* [TASK GOAL] Would you please return every line from the listing that contains the word "khaki"?

DATASET RECORDS Block Start

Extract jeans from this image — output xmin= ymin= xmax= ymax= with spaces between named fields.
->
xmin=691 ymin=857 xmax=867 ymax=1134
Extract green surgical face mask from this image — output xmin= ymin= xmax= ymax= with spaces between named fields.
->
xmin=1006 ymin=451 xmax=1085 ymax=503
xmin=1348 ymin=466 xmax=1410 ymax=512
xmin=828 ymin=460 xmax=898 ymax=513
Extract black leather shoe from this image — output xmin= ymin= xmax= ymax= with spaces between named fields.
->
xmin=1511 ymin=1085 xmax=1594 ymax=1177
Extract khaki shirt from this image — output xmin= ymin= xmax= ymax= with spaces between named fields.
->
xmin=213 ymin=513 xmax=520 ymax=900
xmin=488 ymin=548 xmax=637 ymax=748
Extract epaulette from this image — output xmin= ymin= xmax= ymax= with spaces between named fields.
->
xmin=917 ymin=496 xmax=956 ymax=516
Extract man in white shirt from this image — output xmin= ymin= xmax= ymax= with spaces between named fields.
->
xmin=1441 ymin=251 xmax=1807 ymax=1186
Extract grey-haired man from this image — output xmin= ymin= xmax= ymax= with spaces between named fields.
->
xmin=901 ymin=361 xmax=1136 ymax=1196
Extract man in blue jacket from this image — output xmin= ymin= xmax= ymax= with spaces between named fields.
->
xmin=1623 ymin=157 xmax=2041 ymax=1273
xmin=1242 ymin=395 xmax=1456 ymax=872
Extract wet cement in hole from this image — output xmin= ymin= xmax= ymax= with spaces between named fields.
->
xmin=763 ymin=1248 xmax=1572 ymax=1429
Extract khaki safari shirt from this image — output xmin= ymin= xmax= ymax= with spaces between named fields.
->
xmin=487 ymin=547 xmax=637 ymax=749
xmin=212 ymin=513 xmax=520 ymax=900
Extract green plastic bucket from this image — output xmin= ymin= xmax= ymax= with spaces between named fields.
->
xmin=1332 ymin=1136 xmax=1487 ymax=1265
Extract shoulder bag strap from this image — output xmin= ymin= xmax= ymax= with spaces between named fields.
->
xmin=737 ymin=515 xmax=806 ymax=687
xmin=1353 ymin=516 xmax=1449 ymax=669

DATASET RECORDS Block End

* [OUTPUT]
Extract khaki shirt from this image — output xmin= ymin= xmax= ymax= with spaces between named fields.
Extract khaki safari shirt from this image — output xmin= ymin= xmax= ymax= with spaces between named fields.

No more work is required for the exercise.